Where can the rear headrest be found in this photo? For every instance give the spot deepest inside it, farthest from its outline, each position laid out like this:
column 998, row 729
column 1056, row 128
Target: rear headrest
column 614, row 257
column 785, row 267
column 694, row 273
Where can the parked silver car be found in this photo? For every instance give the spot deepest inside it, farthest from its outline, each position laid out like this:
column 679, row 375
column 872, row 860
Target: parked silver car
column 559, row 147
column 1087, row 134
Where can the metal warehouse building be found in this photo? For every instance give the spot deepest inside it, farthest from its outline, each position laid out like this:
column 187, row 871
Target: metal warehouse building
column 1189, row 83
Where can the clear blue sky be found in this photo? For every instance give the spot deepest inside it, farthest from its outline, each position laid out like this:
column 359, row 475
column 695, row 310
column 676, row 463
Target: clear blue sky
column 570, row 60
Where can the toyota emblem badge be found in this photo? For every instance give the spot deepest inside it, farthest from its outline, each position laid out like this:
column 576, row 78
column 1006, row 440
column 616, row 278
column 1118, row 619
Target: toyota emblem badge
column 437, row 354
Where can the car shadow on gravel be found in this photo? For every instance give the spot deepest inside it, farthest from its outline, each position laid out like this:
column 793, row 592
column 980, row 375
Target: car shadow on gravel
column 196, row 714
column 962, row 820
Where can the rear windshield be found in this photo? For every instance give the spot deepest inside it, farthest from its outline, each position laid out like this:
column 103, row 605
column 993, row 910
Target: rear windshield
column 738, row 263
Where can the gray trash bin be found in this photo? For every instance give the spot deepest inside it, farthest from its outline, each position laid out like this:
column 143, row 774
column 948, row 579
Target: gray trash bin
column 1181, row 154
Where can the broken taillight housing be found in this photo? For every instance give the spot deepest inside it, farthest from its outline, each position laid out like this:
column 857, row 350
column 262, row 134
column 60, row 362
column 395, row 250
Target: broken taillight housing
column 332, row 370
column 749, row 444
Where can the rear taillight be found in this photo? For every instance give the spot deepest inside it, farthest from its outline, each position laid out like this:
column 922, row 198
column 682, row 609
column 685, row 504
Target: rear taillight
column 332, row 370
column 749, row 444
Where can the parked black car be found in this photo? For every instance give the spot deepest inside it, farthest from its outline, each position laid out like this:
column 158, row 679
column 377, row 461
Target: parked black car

::::::::

**To be done:**
Reproduce the data verbatim, from the line containing "Where can the gray" up to and including the line containing "column 1181, row 154".

**Completed exercise:**
Where can the gray trash bin be found in this photo? For every instance give the spot deepest inside it, farthest from its outline, each position laid out like this:
column 143, row 774
column 948, row 579
Target: gray trash bin
column 1181, row 154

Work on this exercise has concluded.